• [ESERCIZI]:
**1.** Secondo l'estratto sulla cooperazione sociale, quante erano le cooperative sociali italiane nel 2013?
**2.** Indica il numero delle righe delle voci che contengono la stringa "black", distinguendo tra maiuscole e minuscole. Scrivi soltanto il numero.

• [ESTRATTO]:
Economia cooperativa: focus sulla cooperazione sociale
0 commenti 30 Ottobre 2015

E’ stato presentato qualche settimana fa il Terzo Rapporto Euricse sulla cooperazione in Italia: Economia cooperativa: rilevanza, evoluzione e nuove frontiere della cooperazione italiana. L’indagine restituisce una stima della rilevanza economica e occupazionale del sistema cooperativo e analizza la dinamica sperimentata dalle cooperative italiane nel corso degli anni 2011-2013 e negli anni della crisi (2008-2013), anche in rapporto ad altre forme di impresa.

Di seguito una nostra selezione di alcuni temi che riguardano da vicino le imprese e cooperative sociali.

 

La cooperazione sociale: dinamica economica ed occupazionale
Chiara Carini, Carlo Borzaga
Sin dalla loro introduzione nell’ordinamento giuridico italiano le cooperative sociali hanno conosciuto un forte sviluppo, trainato dalla crescente domanda di servizi sociali, educativi e di inserimento lavorativo. Secondo dati ISTAT e INPS, il numero delle cooperative sociali italiane è passato da 5.674 nel 2001, a 7.363 nel 2005, a 11.264 nel 2011 fino a 13.041 nel 2013. Altre analisi recenti hanno dimostrato che, anche nei primi anni della crisi, le cooperative sociali hanno dimostrato una buona dinamicità, superiore a quella di altri settori cooperativi, registrando un aumento, tra il 2008 ed il 2011, sia del livello di attività complessivo che del numero di occupati. Questo capitolo del Rapporto estende il periodo d’osservazione in modo da fornire un quadro della dinamica economico-patrimoniale ed occupazionale delle cooperative sociali dall’inizio della crisi economica fino al 2013.

• [DATI DEL COMPITO]:
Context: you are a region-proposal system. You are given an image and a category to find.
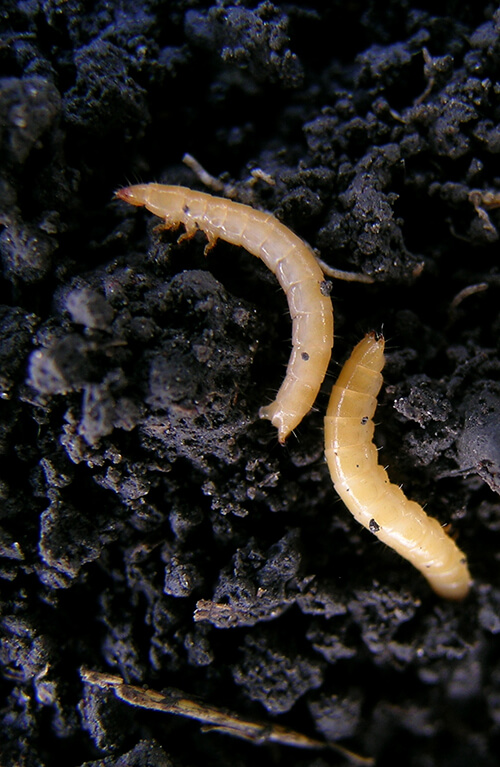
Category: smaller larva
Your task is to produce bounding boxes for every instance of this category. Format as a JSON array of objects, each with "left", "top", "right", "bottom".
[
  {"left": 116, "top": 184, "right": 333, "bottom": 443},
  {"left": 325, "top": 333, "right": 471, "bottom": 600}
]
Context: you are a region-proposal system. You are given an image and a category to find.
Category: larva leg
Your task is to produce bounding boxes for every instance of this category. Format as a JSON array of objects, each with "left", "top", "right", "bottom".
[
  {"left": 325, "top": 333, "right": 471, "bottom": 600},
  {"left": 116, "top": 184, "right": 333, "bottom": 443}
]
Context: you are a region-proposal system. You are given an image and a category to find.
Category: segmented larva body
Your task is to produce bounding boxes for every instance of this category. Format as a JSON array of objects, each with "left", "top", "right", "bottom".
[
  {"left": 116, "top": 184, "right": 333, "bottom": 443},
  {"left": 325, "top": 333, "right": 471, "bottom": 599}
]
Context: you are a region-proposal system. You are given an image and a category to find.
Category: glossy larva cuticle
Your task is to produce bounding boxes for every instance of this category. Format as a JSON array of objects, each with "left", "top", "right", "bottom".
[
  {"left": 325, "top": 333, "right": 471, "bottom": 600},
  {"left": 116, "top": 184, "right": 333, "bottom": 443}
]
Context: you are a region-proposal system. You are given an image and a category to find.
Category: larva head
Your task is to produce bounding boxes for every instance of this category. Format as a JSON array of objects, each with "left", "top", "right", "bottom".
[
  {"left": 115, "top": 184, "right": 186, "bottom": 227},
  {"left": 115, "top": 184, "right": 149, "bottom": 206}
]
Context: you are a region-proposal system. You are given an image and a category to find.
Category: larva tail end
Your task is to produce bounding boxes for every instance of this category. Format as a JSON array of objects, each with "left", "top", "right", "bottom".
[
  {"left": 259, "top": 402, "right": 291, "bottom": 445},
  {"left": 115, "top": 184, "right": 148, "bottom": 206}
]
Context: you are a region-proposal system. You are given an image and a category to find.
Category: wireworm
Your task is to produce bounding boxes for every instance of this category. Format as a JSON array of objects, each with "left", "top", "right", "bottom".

==

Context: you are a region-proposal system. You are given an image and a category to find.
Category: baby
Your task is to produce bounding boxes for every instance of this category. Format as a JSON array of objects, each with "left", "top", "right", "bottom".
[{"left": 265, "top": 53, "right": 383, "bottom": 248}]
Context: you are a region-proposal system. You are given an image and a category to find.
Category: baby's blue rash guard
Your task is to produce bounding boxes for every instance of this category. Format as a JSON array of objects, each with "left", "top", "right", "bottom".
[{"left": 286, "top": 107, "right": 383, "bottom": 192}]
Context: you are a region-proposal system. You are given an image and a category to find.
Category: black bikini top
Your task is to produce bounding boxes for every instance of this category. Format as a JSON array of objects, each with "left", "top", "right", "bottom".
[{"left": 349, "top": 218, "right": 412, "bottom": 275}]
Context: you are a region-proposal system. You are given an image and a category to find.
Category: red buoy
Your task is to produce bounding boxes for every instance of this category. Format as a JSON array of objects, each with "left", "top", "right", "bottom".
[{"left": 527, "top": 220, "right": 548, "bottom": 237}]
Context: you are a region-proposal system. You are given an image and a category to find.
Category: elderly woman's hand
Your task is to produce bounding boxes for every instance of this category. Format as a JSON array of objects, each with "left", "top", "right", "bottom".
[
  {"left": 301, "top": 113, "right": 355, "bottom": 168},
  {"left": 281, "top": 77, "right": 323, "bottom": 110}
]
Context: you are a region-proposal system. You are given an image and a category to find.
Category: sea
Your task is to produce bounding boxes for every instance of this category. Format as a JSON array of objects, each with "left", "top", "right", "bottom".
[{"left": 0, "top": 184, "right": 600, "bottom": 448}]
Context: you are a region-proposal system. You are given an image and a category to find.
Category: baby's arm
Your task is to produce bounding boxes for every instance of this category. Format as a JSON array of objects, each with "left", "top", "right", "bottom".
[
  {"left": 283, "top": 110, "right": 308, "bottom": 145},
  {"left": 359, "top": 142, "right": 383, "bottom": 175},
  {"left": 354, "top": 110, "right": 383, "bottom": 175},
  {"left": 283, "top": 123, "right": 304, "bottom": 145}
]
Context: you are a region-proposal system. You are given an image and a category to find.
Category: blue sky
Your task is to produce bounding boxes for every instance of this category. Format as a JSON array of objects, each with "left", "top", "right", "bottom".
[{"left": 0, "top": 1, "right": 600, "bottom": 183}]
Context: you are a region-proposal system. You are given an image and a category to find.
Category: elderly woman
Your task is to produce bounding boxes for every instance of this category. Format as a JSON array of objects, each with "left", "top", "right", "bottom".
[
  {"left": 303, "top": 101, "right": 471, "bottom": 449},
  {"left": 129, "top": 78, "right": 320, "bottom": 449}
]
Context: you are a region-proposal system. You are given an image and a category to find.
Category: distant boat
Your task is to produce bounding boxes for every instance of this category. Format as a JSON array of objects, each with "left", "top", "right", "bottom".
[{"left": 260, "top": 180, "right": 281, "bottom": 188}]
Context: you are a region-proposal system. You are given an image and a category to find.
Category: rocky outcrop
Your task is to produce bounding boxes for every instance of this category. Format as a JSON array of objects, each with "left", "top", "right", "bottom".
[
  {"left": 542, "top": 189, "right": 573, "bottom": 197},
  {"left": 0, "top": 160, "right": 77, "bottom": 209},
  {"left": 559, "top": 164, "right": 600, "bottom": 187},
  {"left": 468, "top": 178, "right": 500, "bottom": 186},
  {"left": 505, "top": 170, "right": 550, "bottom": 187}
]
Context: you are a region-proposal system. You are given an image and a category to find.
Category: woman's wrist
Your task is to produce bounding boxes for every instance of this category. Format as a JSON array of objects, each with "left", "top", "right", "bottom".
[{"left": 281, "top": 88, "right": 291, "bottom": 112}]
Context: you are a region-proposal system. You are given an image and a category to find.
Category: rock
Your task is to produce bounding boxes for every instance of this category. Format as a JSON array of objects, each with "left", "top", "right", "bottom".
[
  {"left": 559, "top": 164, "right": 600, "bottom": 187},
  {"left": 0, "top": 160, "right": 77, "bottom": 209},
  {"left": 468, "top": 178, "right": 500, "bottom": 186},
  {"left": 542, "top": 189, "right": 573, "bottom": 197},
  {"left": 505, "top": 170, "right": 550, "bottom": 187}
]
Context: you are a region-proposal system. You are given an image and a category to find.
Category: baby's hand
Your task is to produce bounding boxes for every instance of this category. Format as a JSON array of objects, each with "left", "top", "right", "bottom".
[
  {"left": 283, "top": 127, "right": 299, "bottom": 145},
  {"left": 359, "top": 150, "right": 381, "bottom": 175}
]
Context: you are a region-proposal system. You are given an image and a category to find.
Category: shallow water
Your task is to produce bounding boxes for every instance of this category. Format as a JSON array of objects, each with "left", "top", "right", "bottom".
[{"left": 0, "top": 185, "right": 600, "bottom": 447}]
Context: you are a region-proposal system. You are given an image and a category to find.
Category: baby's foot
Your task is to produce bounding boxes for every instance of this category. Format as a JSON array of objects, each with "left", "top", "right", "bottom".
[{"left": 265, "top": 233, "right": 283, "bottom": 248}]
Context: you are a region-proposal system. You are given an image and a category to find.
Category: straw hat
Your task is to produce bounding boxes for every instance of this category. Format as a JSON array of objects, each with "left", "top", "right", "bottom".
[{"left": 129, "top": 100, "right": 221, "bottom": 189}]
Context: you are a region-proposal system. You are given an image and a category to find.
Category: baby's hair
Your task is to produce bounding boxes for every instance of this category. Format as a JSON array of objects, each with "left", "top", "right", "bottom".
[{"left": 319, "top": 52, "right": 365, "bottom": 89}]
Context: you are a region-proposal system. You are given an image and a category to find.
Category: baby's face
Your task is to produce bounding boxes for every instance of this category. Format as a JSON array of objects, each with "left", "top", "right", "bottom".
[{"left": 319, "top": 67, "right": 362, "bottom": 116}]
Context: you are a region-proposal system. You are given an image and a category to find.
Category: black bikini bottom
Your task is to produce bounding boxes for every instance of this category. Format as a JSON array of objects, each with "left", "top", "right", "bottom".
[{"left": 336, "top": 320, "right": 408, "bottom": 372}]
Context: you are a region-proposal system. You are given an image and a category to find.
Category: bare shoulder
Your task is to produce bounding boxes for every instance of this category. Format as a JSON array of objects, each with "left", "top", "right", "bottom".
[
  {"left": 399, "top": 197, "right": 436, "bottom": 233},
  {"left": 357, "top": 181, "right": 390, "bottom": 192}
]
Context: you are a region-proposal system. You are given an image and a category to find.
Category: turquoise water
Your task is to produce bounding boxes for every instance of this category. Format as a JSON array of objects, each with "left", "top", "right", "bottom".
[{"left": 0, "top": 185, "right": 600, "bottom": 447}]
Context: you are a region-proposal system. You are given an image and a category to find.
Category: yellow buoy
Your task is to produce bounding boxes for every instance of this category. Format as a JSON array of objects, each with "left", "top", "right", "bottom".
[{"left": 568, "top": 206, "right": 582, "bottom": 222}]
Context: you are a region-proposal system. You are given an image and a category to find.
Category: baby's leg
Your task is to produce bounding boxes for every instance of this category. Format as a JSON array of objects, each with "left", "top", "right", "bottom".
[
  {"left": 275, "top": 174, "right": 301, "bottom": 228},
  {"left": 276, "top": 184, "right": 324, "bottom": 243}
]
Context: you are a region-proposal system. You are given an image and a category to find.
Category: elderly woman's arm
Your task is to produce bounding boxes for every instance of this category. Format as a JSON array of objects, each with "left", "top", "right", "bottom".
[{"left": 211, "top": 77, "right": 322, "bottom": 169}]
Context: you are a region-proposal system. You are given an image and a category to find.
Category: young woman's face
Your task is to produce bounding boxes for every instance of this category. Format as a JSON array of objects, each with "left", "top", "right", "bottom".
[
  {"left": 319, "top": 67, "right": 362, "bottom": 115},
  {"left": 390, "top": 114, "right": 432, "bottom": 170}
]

• [RISPOSTE SCRITTE]:
**1.** Nel 2013 le cooperative sociali italiane erano 13.041.

**2.** 2